_Task statement:_ Please copy the coral frag sale thread word for word, from "No pest. You" up to and including "Please check PM.".

_Passage shown:_
# FS: Cheap frags (zoas, mushrooms, monti, frogspawn, hammer....) $5-$10



## JTang (Apr 21, 2010)

Zoas:

Orange
4-5 polyps -$5 (3 available)
9 polyps -$10 (1 only) Sold

Green center w brown rim
5 polyps -$5 (1 only)









Green center w light green rim
7 polyps -$10 (1 only) Sold!









Mushrooms:
Green w stripes
$5 (1 only) Sold!









Violet (not the common purple) *See Picture Below....
$7 (2 available)

Green monti (2''x1.5'')
$10 (Sold!)









Green Birdsnest
$5 (2 available) Sold!
Picture of mother colony









Brown sinularia (2")
$5 (1 only) Sold
Picture of mother colony









Green candycane
2-3 heads $5 (2 frags)
7 heads $12 (1 only) Sold










Green hammer
2 heads (1 frag) Sold!
3 heads (1 frag) Sold!

1 head - $6 
3 heads (1 large + 2 small heads) - $12
Picture of mother colony









Green frogspawn
$15
2 heads (2 available) Sold!
Looks exactly like this piece.









Pick up in Port Coq. First come first serve (Unless I know you...)


----------



## scott tang (Jan 29, 2012)

is delivery part of the deel  
?????


----------



## JTang (Apr 21, 2010)

scott tang said:


> is delivery part of the deel
> ?????


Depends on where you are n how many you are getting? You know im not gonna spend $5 gas and 30 mins for a $10, $15 deal, right?


----------



## scott tang (Jan 29, 2012)

yes of course
im in burnaby
i would be spending 25 $ or 30 
are there any pest in you tank


----------



## JTang (Apr 21, 2010)

scott tang said:


> yes of course
> im in burnaby
> i would be spending 25 $ or 30
> are there any pest in you tank


No pest. You are welcome to come n check it out yourself. PM me the list n i will check if they are still available.


----------



## chiual (Mar 15, 2011)

Hi
Very interested in green monti. Please check PM.


----------



## JTang (Apr 21, 2010)

I will be meeting someone at JL this Sat at 2pm. Send me a PM if you are interested in something n I will bring it with me.


----------



## msjboy (May 2, 2011)

How big is a frag of the bird nest.Dont suppose you are going to king ed on saturday as well?
Thanx
Msjboy


----------



## JTang (Apr 21, 2010)

Green rim zoa is pending pickup.


----------



## JTang (Apr 21, 2010)

msjboy said:


> How big is a frag of the bird nest.Dont suppose you are going to king ed on saturday as well?
> Thanx
> Msjboy


They are 1''-1.5'' tall. No, dont think i will be heading to KE.


----------



## JTang (Apr 21, 2010)

Green monti is gone.

_Provided data:_
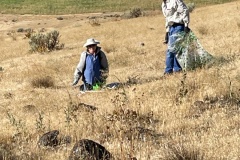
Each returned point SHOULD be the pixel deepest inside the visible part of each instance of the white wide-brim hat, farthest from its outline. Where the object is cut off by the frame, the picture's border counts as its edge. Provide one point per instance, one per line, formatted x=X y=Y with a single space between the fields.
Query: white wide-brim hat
x=91 y=41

_Response to the exercise:_
No pest. You are welcome to come n check it out yourself. PM me the list n i will check if they are still available.


----------



## chiual (Mar 15, 2011)

Hi
Very interested in green monti. Please check PM.